Find each line in the entries below that contains the word "instance" and copy those lines out in full.

§ DATA FOR THIS TASK:
┌────────

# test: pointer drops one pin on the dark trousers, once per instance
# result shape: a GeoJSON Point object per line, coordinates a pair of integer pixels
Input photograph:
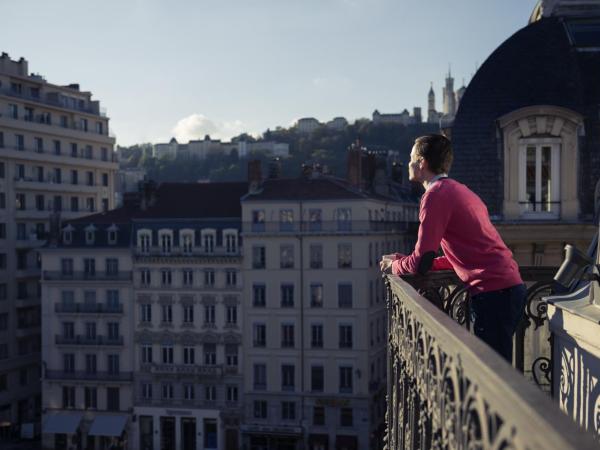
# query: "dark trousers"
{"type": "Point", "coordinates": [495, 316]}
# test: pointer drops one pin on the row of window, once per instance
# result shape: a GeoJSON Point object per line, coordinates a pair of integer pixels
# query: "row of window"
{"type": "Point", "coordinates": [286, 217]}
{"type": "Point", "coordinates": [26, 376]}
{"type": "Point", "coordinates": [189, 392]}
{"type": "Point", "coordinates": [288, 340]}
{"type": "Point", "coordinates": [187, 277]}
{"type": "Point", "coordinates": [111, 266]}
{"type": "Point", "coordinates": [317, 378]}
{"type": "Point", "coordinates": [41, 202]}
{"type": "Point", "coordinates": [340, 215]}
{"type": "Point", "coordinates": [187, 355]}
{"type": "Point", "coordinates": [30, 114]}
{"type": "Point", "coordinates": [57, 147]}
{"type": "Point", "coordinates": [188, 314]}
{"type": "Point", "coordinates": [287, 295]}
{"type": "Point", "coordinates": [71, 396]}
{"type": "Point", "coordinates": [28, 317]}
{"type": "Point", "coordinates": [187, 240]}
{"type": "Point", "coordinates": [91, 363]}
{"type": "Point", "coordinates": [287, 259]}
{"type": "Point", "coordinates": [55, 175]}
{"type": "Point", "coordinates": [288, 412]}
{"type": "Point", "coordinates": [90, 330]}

└────────
┌────────

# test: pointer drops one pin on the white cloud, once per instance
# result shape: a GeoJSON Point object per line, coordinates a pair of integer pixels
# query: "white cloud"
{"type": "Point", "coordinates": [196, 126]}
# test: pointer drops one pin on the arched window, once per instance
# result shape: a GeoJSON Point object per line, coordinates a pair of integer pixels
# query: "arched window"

└────────

§ SOLUTION:
# test: pointer drops one pin on the dark trousers, once per instance
# test: pointer drops one pin on the row of window, once per instance
# test: pointer drops one pin on the white cloud, once per instance
# test: pointer drops one pin on the arched window, once per instance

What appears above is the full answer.